◆ **Coordinate labeling data**:
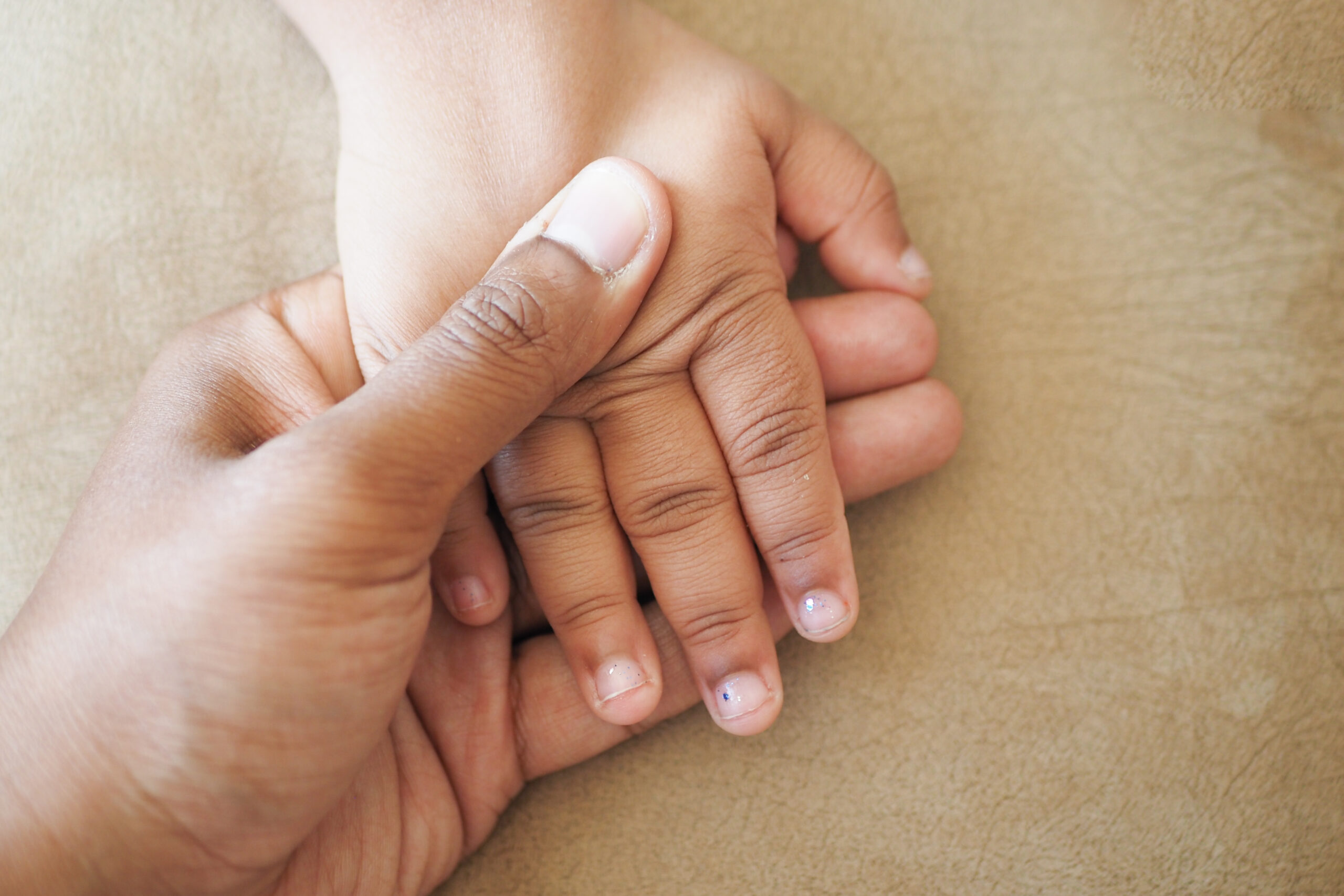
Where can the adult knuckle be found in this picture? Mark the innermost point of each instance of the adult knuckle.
(779, 440)
(588, 612)
(803, 542)
(674, 510)
(506, 313)
(554, 511)
(714, 628)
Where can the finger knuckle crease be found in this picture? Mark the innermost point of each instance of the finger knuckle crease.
(555, 512)
(671, 511)
(506, 315)
(779, 441)
(714, 629)
(588, 613)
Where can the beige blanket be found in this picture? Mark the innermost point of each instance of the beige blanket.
(1102, 652)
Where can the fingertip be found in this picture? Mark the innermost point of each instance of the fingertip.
(625, 691)
(887, 438)
(823, 616)
(472, 601)
(747, 703)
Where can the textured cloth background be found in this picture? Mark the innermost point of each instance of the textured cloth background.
(1102, 652)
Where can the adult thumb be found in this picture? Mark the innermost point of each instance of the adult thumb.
(554, 303)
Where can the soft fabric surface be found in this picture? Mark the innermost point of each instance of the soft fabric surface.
(1102, 652)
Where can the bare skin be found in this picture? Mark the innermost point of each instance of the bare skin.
(233, 676)
(701, 440)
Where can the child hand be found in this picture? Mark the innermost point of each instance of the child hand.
(701, 438)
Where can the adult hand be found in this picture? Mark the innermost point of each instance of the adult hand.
(704, 436)
(210, 690)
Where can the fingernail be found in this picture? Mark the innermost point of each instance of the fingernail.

◆ **Problem description**:
Arrange every line of the records above as a numbered list. Skip blank lines and omit the pictures.

◆ **Answer to the task**:
1. Where can the adult knuckle be found in this picture? Mark the innermost point of each instance of the adult knuckle.
2. (779, 440)
3. (588, 612)
4. (803, 542)
5. (674, 510)
6. (506, 313)
7. (554, 511)
8. (714, 628)
9. Where can the finger knuckle crease be found in this picture? Mark the innermost point of each instance of the finger knuckle crease.
10. (555, 512)
11. (671, 511)
12. (506, 315)
13. (779, 441)
14. (714, 629)
15. (588, 613)
16. Where can the beige blanket be found in this picture? Mark the innermost point of each instance of the beige blanket.
17. (1102, 652)
18. Where can the fingertip be found in this picture? Mark the innermost point of each instance of the fingertip.
19. (625, 691)
20. (887, 438)
21. (823, 616)
22. (472, 601)
23. (747, 703)
24. Where can the textured cloth background be found in this picture? Mark the innermost point of each instance of the textured cloth background.
25. (1102, 652)
26. Where can the adult thumb be found in this picture? Mark the innermost point of each instance of the adult thumb.
27. (554, 303)
28. Where can the soft fabric surface be found in this picture? Mark the innermost point of each instance of the soft fabric surface.
29. (1102, 652)
30. Where can the bare skin be found in this picture? Mark the innermost point of each instance of the bare skin.
31. (233, 676)
32. (701, 440)
33. Where can the child hand be found in this picture? Mark the innermost point of each instance of the child hand.
34. (701, 438)
35. Where can the adult hand be found in this picture? Mark the innermost point of each instance of the adult hand.
36. (704, 436)
37. (210, 690)
38. Where can the fingernail be found in this picture? Mark the innermost point of each instance of the fingernail.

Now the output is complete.